▶ **Aim**: Can you extend the account below of Peter's maneuvering before his war with Sweden, picking up right after its final sentence?
═══ Passage shown ═══
The Swedish Victory at
Narva by Gustaf Cederström
Peter could not make war on Sweden until his peace with the
Turks was secure, but Denmark and King Augustus had no such obstacles. The
latter began operations in February with a surprise move against Riga which
failed to take the city, but Denmark fared even worse. Charles XII knocked the
Danish king out of the war in a few weeks. Peter kept up the pretense in public
that all was in order with Sweden, and no war was coming, even reassuring
Kniper personally of his pacific intentions.
Kniper could not quite believe
that the war would really happen, but he dutifully reported the rumors that war
was coming as well as Russian military preparations. Peter could not be sure of
the Turkish response, and so in April he decided on an ambassador to Sweden.
═══ Record list ═══
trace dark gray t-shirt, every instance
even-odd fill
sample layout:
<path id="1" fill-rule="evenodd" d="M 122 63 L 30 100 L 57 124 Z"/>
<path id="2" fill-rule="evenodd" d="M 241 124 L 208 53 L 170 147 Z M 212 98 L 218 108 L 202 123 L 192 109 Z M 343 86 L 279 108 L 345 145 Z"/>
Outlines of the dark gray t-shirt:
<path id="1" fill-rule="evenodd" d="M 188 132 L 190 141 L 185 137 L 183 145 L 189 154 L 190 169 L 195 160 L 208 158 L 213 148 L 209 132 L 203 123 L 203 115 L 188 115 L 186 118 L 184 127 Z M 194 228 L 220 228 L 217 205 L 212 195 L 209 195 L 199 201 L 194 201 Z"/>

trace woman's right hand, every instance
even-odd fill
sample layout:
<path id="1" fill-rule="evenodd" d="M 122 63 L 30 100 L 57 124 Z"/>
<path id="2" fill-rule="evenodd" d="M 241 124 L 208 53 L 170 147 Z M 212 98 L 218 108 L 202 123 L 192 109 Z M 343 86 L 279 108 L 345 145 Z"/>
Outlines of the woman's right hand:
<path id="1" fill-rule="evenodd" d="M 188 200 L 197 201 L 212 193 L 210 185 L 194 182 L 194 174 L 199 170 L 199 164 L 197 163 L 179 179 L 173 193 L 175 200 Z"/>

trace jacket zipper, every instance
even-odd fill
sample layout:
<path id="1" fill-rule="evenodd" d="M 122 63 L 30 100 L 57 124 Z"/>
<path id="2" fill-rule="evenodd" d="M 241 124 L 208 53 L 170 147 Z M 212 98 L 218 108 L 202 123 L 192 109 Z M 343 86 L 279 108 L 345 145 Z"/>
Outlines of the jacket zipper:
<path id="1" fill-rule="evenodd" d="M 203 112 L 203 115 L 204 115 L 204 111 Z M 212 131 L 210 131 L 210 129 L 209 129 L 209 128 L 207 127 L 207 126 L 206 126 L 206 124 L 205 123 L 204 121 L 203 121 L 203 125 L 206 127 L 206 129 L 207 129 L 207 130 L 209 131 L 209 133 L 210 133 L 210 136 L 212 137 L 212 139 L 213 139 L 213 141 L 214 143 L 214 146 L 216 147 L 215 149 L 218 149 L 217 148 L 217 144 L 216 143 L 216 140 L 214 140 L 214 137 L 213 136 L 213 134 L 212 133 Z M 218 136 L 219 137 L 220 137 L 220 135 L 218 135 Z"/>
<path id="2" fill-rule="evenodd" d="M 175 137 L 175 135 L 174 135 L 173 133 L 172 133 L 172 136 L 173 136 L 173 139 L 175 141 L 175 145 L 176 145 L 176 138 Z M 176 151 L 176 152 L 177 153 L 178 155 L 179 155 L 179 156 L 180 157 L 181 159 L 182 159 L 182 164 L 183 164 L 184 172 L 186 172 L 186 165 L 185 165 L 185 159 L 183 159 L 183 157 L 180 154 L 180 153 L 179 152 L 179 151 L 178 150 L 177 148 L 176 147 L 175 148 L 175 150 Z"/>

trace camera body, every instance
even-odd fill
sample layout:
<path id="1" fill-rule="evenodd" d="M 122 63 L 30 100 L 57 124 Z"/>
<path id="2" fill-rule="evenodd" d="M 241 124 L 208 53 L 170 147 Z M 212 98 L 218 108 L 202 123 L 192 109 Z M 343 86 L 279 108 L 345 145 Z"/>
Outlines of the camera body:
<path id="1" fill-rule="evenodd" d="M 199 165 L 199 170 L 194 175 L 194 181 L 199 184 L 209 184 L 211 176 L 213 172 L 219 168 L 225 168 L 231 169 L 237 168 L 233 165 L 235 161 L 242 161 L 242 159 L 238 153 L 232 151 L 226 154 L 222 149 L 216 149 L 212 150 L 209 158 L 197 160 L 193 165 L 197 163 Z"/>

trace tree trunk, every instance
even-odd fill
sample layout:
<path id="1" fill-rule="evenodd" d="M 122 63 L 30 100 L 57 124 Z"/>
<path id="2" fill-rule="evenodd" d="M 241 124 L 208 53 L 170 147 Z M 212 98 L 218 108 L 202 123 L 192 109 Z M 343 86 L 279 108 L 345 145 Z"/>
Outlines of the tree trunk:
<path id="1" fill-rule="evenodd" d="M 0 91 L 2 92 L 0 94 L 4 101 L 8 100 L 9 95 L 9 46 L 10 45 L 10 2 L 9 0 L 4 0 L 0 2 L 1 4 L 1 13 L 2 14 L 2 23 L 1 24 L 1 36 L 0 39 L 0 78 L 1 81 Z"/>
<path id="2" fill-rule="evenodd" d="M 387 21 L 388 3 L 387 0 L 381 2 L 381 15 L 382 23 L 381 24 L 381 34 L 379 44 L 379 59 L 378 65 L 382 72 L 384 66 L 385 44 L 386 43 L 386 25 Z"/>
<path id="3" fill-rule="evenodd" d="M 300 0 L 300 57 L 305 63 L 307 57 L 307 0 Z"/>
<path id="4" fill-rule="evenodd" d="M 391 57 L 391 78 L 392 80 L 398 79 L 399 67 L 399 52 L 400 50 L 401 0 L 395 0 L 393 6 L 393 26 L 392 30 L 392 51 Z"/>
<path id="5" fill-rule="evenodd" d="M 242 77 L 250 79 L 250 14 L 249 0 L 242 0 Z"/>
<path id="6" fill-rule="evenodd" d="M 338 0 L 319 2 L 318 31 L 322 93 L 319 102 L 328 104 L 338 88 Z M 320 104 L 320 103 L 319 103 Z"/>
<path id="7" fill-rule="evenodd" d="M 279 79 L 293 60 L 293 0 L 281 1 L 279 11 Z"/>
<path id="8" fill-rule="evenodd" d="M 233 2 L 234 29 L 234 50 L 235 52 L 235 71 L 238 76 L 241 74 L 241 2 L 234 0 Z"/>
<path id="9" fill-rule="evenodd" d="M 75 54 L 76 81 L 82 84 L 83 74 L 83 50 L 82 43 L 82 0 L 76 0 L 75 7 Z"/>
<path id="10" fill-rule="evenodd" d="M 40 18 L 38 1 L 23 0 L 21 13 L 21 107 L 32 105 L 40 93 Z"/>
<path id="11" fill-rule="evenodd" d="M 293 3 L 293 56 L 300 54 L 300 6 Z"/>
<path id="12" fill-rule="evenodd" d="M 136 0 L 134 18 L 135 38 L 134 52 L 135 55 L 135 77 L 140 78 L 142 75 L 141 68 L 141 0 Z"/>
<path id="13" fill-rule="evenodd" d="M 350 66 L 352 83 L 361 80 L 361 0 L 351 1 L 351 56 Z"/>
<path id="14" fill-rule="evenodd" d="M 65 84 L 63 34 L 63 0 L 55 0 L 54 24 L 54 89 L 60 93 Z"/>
═══
▶ **Answer to the task**:
The eventual choice was Prince Andrei Khilkov, a relative of Prince
Romodanovskii and Golovin. Khilkov would have an even more difficult task than
he expected, but at the time the rumor was not that he would have the post, but
instead Prince Iakov Fyodorovich Dolgorukii, only a few months before in bad
odor with Peter over the inadequacies of the campaigns in the south against the
Tatars. Kniper went so far as to ask his brother Boris if the rumor was true,
and prince Boris denied it: Prince Iakov had too little of the tsar's
confidence for such an important post. Prince Boris was partly wrong, however,
for Peter had originally chosen Iakov for the post, changing his mind a week
later and appointing Khilkov. Peter preferred to keep Prince Iakov with the
army and he remained in the position of general military commissar. In the
summer Peter replaced Lefort in his capacity as an army commander with General
Adam Weyde and appointed the Georgian Prince Alexander Archilovich of Imeretia
to command the Russian artillery.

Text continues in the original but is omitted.